Recently, several groups have demonstrated that combining data from separate protease digestions improves proteome coverage (47). Improved peptide yield was also shown, allowing proteome analysis of small-quantity samples from laser-capture microdissection (8, 9). Swaney et al. used trypsin, Lys-C, Arg-C, Glu-C, and Asp-N to double the observed S. cerevisiae nonredundant amino acid coverage from 11.9% to 25.5% (4).

Other proteases that are used in proteomics to complement trypsin mainly cleave at ionic amino acid side chains, and it would be useful to have proteases with additional, complementary specificities. Here we demonstrate the application of wild-type α-lytic protease (WaLP) (10) and an active site mutant of WaLP, M190A α-lytic protease (MaLP) (11), to proteome digestion for shotgun proteomics. Both were reported to have specificity for cleaving after aliphatic side chains, which are more common amino acids. WaLP is a serine protease secreted from the soil bacteria Lysobacter enzymogenesis (10, 12) and has been studied extensively via mutagenesis and biophysical methods (11). WaLP has been found to exhibit remarkable stability (13, 14).

> **EXTRACTED DATA**:
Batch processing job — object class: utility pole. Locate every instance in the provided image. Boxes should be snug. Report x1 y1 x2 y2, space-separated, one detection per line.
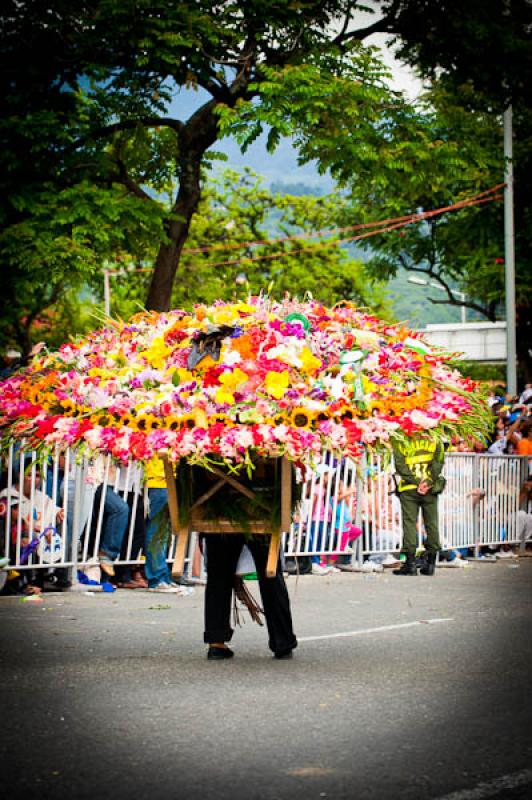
504 105 517 394
103 269 111 317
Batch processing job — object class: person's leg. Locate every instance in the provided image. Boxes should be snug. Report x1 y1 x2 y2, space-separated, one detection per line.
393 491 421 575
421 493 441 555
419 493 440 575
115 492 148 589
247 536 297 655
144 488 170 588
203 534 244 644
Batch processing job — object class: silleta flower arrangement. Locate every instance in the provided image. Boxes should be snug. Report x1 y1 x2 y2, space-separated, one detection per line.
0 296 489 468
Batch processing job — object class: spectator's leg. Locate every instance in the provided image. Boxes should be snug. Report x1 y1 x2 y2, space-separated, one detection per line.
247 536 297 654
144 488 171 588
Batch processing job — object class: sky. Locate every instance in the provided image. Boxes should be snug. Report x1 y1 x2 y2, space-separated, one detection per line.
170 6 422 192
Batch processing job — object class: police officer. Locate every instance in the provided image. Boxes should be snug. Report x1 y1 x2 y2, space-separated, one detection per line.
393 435 445 575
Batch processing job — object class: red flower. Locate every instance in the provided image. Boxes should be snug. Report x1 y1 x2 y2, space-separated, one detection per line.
35 414 61 439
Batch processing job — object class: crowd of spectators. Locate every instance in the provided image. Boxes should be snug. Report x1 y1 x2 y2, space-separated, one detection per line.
0 453 205 595
0 384 532 594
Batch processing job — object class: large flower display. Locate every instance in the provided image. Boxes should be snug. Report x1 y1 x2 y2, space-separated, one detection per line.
0 296 489 466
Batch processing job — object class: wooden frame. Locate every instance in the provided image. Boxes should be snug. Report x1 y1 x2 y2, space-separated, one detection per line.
163 456 292 578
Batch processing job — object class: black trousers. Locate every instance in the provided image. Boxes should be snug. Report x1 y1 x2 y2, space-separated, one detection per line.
203 534 297 653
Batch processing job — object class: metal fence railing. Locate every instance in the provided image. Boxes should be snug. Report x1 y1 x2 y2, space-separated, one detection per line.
0 447 532 570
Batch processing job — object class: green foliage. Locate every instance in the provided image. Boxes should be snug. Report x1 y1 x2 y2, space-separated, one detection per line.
111 170 389 318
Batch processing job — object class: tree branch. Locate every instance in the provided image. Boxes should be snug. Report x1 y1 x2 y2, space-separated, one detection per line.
115 156 153 200
333 0 399 45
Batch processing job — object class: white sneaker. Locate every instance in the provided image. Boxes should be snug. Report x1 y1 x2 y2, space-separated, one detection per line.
495 550 515 558
148 583 180 594
312 564 331 575
381 553 401 567
360 561 384 572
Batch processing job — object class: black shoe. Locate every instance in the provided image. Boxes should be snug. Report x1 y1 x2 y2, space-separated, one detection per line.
393 553 417 575
419 553 437 575
207 647 234 661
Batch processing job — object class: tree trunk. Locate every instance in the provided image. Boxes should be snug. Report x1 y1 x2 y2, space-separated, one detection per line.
146 101 223 311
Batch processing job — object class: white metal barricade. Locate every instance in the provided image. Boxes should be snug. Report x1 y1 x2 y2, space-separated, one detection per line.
0 446 529 570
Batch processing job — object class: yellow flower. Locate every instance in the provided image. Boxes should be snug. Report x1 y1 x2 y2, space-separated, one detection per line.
218 367 249 390
142 336 172 369
289 407 316 428
59 397 77 414
179 408 209 430
164 415 181 431
209 413 235 425
210 306 238 325
264 369 290 400
214 386 235 405
299 347 321 375
177 367 194 383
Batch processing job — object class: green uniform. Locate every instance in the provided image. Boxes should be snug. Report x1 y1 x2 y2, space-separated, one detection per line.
393 437 445 554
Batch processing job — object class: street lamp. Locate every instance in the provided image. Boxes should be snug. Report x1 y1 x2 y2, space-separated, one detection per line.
408 275 467 325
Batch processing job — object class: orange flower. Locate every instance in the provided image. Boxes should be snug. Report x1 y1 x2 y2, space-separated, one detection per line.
231 333 255 361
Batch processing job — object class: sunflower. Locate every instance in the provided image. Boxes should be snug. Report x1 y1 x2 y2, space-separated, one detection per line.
289 406 316 429
164 415 181 433
179 411 202 431
90 411 112 428
135 414 162 433
264 411 288 425
59 397 78 416
209 412 235 425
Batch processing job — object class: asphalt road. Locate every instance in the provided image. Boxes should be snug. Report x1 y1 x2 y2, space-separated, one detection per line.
0 559 532 800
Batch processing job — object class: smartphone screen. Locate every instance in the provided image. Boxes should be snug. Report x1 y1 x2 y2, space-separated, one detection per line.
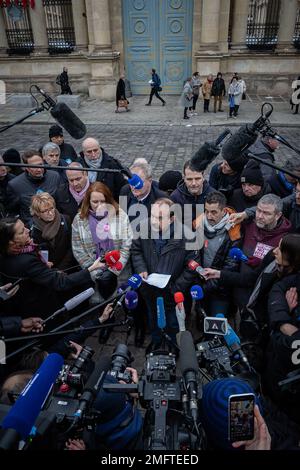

> **WHAT IS EXPECTED**: Repeat the protease-digestion text starting with "Recently, several groups" and going on through "to 25.5% (4).", substituting "chymotrypsin" for "trypsin".

> **SOLUTION TO THE EXERCISE**:
Recently, several groups have demonstrated that combining data from separate protease digestions improves proteome coverage (47). Improved peptide yield was also shown, allowing proteome analysis of small-quantity samples from laser-capture microdissection (8, 9). Swaney et al. used chymotrypsin, Lys-C, Arg-C, Glu-C, and Asp-N to double the observed S. cerevisiae nonredundant amino acid coverage from 11.9% to 25.5% (4).